- _Exercise directions_
Pick out and copy every line of the records below that contains the string "water". Letter case counts.

- _Input rows_
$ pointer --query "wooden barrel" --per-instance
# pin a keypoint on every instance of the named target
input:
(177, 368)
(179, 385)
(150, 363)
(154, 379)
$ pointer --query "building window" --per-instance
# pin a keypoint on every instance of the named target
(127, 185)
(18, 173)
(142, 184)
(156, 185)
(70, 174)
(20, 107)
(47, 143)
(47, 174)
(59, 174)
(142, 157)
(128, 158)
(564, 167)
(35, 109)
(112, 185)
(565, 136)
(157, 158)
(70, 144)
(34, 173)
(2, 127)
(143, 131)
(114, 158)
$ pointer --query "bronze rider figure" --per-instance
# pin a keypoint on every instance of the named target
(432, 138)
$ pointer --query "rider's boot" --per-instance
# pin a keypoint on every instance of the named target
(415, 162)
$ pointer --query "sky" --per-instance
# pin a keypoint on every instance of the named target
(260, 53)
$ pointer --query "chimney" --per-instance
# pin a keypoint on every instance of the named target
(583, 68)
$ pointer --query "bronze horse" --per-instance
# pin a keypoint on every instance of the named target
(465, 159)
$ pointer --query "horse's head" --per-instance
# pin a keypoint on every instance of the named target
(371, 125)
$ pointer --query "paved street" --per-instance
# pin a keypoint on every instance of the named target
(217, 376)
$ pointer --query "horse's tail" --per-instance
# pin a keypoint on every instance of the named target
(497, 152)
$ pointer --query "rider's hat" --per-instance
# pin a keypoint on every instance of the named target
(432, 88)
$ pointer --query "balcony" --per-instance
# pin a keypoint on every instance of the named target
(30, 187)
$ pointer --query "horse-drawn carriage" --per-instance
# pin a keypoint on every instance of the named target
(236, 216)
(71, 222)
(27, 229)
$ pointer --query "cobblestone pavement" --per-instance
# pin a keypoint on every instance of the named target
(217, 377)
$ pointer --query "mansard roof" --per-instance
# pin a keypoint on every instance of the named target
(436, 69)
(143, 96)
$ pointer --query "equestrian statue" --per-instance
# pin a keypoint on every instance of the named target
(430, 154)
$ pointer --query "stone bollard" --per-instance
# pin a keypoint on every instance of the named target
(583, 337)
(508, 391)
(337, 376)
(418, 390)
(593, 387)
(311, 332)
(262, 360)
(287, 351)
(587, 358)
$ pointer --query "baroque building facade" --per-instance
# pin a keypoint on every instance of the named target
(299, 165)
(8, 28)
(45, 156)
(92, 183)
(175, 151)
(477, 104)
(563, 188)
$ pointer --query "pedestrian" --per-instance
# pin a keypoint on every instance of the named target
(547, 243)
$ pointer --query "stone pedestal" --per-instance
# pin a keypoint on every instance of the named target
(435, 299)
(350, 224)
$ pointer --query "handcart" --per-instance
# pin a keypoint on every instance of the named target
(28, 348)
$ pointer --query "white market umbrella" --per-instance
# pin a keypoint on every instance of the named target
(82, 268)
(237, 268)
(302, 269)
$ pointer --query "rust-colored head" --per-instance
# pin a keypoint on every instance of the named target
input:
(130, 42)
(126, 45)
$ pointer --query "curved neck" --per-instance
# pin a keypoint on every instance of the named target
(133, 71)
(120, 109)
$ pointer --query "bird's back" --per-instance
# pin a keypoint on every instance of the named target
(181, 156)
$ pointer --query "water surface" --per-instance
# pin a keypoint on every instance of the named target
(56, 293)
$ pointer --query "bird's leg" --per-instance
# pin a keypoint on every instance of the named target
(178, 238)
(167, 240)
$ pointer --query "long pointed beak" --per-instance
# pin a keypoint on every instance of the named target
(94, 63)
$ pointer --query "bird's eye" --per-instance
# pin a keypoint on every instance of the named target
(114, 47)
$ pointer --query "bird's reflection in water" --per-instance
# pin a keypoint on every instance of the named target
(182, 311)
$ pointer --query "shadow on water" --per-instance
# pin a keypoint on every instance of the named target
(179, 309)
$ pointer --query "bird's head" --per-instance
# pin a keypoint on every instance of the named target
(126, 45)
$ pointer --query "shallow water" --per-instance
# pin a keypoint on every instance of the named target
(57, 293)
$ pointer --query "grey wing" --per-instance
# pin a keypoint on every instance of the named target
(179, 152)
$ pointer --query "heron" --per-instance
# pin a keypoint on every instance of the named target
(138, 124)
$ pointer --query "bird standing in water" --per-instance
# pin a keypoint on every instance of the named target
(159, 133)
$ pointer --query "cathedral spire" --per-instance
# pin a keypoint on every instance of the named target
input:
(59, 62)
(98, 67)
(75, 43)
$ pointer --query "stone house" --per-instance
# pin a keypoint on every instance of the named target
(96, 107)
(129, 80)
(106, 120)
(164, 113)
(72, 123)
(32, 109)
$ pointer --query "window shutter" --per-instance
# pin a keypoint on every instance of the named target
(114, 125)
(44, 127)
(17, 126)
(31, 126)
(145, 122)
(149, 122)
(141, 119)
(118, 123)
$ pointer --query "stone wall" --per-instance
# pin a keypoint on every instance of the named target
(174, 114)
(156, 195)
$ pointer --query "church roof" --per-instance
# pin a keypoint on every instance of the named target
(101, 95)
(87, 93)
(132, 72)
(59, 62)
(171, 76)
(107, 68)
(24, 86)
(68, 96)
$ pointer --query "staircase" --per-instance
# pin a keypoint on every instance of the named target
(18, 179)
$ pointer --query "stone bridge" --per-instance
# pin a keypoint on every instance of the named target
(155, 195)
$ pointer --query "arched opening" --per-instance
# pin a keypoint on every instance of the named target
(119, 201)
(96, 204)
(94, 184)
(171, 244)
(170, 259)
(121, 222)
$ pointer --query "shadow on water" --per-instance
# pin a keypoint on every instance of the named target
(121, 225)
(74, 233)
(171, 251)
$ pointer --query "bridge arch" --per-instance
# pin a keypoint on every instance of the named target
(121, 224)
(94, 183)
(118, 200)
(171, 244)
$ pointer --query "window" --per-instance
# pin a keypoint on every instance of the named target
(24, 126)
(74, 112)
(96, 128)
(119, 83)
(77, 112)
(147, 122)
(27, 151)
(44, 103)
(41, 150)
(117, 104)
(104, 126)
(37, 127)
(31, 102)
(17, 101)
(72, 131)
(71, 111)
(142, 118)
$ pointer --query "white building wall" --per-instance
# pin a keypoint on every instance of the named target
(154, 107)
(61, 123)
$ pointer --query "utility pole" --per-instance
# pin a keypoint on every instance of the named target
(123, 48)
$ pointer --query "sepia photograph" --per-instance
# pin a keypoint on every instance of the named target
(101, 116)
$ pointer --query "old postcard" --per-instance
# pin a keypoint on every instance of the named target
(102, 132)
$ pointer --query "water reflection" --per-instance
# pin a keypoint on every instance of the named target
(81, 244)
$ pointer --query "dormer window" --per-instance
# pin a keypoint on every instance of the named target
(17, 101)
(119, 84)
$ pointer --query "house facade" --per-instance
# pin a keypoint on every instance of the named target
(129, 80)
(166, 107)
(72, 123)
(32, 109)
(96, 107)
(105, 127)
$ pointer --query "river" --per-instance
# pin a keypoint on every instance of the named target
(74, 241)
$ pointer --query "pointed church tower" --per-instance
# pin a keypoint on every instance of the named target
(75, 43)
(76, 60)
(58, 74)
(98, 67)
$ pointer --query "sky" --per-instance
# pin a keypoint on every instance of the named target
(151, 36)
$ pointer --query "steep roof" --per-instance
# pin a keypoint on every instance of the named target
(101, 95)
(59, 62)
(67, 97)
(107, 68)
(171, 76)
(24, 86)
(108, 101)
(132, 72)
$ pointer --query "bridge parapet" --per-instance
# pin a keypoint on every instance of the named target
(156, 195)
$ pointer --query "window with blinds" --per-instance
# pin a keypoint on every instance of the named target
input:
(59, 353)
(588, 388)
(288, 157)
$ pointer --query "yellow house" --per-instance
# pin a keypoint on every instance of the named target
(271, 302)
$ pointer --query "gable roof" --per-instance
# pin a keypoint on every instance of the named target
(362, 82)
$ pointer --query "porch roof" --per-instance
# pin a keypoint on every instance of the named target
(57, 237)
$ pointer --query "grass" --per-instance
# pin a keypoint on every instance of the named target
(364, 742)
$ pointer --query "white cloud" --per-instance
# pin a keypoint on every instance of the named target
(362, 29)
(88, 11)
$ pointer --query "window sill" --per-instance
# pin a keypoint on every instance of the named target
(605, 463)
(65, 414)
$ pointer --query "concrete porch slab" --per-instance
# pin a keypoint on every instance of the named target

- _Written answer_
$ pointer --query "water surface" --per-instance
$ pointer --query "bird's reflection in water" --per-instance
$ pointer --query "shadow on water" --per-instance
$ pointer --query "shallow water" --per-instance
$ pointer --query "bird standing in water" --per-instance
$ pointer --query "shadow on water" --per-instance
$ pointer --query "water reflection" --per-instance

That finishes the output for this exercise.